Natural-language object grounding data
-------
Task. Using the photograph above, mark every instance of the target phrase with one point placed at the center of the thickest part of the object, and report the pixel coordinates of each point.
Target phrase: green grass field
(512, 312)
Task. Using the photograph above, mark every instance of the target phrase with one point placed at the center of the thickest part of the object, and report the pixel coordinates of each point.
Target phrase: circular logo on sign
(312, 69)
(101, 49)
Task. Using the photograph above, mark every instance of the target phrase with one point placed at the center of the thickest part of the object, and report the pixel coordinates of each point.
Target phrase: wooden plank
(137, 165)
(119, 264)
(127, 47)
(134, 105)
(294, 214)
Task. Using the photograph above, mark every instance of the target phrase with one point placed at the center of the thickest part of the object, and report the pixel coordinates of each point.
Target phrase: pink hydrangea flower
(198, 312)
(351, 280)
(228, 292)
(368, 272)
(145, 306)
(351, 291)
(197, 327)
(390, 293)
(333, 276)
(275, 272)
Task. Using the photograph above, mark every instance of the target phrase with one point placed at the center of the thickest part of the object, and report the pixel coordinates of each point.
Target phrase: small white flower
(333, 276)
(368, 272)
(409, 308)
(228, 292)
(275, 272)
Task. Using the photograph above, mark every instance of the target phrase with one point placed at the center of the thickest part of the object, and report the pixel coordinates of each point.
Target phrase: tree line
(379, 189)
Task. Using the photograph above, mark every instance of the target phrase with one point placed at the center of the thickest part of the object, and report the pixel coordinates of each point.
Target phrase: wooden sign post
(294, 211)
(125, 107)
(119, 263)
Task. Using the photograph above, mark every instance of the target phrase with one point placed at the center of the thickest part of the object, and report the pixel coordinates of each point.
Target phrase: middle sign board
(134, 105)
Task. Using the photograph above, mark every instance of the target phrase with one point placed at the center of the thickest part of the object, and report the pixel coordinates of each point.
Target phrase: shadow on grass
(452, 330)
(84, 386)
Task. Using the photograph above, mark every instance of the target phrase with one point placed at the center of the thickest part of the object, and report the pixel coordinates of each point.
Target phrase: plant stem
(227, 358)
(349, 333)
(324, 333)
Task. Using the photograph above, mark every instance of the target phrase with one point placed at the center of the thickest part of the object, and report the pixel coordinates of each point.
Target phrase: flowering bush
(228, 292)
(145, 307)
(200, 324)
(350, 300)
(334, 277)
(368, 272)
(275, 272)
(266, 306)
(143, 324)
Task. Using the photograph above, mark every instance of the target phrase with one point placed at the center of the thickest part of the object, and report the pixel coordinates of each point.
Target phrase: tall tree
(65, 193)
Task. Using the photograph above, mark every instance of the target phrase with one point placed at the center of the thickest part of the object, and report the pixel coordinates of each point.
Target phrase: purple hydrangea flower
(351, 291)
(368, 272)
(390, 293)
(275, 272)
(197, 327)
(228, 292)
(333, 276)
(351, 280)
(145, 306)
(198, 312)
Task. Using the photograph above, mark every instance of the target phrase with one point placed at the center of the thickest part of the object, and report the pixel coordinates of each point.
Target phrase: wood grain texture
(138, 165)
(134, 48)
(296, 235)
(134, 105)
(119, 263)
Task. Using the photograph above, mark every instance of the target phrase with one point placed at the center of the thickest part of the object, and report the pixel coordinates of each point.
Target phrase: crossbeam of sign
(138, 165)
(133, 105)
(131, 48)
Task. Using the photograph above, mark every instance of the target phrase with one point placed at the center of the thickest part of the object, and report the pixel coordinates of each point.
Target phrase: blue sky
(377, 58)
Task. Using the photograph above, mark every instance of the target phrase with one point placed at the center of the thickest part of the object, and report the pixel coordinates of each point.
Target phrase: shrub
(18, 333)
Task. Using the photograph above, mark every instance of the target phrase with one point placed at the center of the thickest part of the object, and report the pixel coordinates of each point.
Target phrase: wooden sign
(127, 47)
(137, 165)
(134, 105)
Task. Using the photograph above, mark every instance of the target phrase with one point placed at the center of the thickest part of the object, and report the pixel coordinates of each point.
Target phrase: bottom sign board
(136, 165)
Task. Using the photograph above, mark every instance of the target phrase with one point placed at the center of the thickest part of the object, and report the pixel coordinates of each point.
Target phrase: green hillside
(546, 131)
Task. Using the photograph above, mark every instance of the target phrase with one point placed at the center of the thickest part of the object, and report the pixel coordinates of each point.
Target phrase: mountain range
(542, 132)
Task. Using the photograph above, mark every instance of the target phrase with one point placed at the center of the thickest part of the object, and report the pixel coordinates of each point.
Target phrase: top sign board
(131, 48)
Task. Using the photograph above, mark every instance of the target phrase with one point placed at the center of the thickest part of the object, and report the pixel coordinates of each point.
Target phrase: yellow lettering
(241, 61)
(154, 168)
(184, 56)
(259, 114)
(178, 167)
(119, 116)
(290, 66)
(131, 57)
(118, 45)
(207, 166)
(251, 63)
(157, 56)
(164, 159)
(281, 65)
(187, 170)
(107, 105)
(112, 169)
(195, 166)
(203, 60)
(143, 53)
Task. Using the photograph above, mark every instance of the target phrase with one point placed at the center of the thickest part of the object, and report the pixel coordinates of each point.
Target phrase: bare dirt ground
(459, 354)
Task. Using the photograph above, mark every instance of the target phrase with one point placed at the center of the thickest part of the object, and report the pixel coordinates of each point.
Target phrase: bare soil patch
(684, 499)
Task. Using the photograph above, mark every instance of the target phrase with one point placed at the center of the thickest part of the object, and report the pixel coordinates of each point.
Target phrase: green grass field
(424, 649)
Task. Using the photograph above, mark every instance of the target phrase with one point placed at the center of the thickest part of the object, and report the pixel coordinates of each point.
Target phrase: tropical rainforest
-------
# Work to be completed:
Set down all of the records shown above once more, exactly.

# Output of the exercise:
Task. Using the photograph above, mark every instance of the target phrase with one point placed at the center of the thickest part of the object, and report the pixel coordinates of each point.
Target phrase: green grass field
(512, 312)
Task. Using the photograph above, mark every instance of the target phrase with one point placed at the center of the thickest part of the object, and report the pixel coordinates of each point.
Target phrase: circular logo on sign
(312, 69)
(101, 49)
Task. Using the photograph above, mark every instance of the target phrase with one point placed at the center of the thickest part of the object, and report the pixel coordinates of each point.
Target phrase: wooden plank
(137, 165)
(119, 264)
(127, 47)
(134, 105)
(294, 214)
Task. Using the photograph above, mark every instance of the target phrase with one point placed at the center of the thickest part of the object, and report the pixel coordinates of each point.
Target phrase: pink hydrangea flower
(198, 312)
(351, 280)
(228, 292)
(368, 272)
(145, 306)
(351, 291)
(197, 327)
(390, 293)
(333, 276)
(275, 272)
Task. Using the photograph above, mark every instance of the target phrase with one point placed at the center of the thickest part of the object, and report the pixel coordinates of each point.
Target phrase: small white flower
(333, 276)
(368, 272)
(409, 308)
(228, 292)
(275, 272)
Task. Using the photograph above, mark every instance of the target phrase with one point placed at the center of the thickest part of the object, and report the pixel coordinates of each point.
Target phrase: tree line
(379, 189)
Task. Using the photograph above, mark every instance of the target phrase with one point placed at the center of the thickest part of the object, and report the pixel coordinates of each point.
Target phrase: wooden sign post
(294, 211)
(125, 107)
(119, 263)
Task. Using the photograph above, mark every instance of the target phrase with one point placed at the center of the thickest part of the object, and report the pixel coordinates of each point.
Target phrase: middle sign board
(134, 105)
Task. Using the photograph above, mark every instance of the target phrase with one point placed at the center of the thickest part of the object, and report the pixel coordinates of each point.
Target phrase: shadow on grass
(452, 330)
(84, 386)
Task. Using the photograph above, mark every instance of the target phrase with one point placed at the center of the thickest part of the object, and report the pixel coordinates of each point.
Target phrase: plant stem
(227, 358)
(349, 333)
(324, 333)
Task. Using the photograph above, mark every instance of the target phrase with one point placed at the center of the thickest part of the object, and report the pixel coordinates of each point.
Target phrase: flowering bush
(228, 292)
(145, 307)
(200, 324)
(350, 300)
(334, 277)
(368, 272)
(275, 272)
(266, 306)
(143, 324)
Task. Using the photograph above, mark every instance of the target phrase with one point placed at the center of the thickest part of the object, and report the pixel coordinates of each point.
Target phrase: tall tree
(65, 193)
Task. Using the photograph above, mark every instance of the target phrase with one point placed at the center of the thickest part of the object, and report the pixel coordinates of each point.
Target phrase: purple hydrangea flower
(351, 291)
(368, 272)
(390, 293)
(275, 272)
(197, 327)
(228, 292)
(333, 276)
(351, 280)
(145, 306)
(198, 312)
Task. Using the photograph above, mark every instance of the target phrase with one point placed at the center of the thickest part of the object, and report the pixel coordinates of each point.
Target phrase: wood grain texture
(138, 165)
(134, 48)
(296, 235)
(134, 105)
(119, 263)
Task. Using the photograph above, mark every instance of the target phrase with one point placed at the center of the thickest part of the object, and report the pixel coordinates of each point.
Target phrase: crossbeam of sign
(138, 165)
(133, 105)
(131, 48)
Task. Using the photograph above, mark every instance of the target phrase with one point placed at the center of the thickest part of the object, and report the pixel coordinates of each point.
Target phrase: blue sky
(377, 58)
Task. Using the photograph above, mark every instance of the target phrase with one point placed at the center of the thickest part of the object, and report the pixel coordinates of each point.
Target phrase: shrub
(18, 333)
Task. Using the photograph above, mark every instance of the target phrase with one point placed at the center of the thickest part of the object, and report the pixel coordinates of each point.
Target phrase: wooden sign
(127, 47)
(137, 165)
(134, 105)
Task. Using the photograph above, mark every instance of the target phrase with one point placed at the center of the thickest part of the object, and report the pixel coordinates of each point.
Target phrase: bottom sign board
(136, 165)
Task. Using the photograph above, mark every instance of the target phrase with one point placed at the center of the thickest part of the object, and report the pixel coordinates of each point.
Target phrase: green hillside
(546, 131)
Task. Using the photograph above, mark every instance of the target phrase with one point placed at the center of the thickest part of the object, and report the pixel coordinates of each point.
Target phrase: mountain range
(542, 132)
Task. Using the photograph above, mark every instance of the target phrase with one point placed at the center of the thickest part of the object, and report the pixel coordinates of each point.
Target phrase: top sign board
(131, 48)
Task. Using the photograph above, mark every instance of the target phrase with one point placed at the center of the thickest part of the object, and report the pixel coordinates of each point.
Target phrase: yellow lettering
(241, 61)
(154, 168)
(184, 56)
(259, 114)
(178, 167)
(119, 116)
(290, 66)
(131, 57)
(118, 45)
(207, 166)
(251, 63)
(157, 56)
(164, 159)
(281, 65)
(187, 170)
(107, 105)
(112, 169)
(195, 166)
(203, 60)
(143, 53)
Task. Using the photograph above, mark every instance of the target phrase with one point placed at the center of the thickest part of the object, and report the pixel coordinates of each point.
Target phrase: bare dirt ground
(459, 354)
Task. Using the photograph above, mark every instance of the target phrase with one point placed at the center of the thickest part of the object, and report the pixel coordinates of each point.
Target phrase: bare soil patch
(684, 499)
Task. Using the photograph above, mark every instance of the target phrase with one point placed at the center of the thickest part of the object, and report the pixel coordinates of each point.
Target phrase: green grass field
(424, 649)
Task. Using the photograph above, mark every instance of the target phrase with one point placed at the center of the thickest part of the object, and report the pixel coordinates of each point.
Target phrase: tropical rainforest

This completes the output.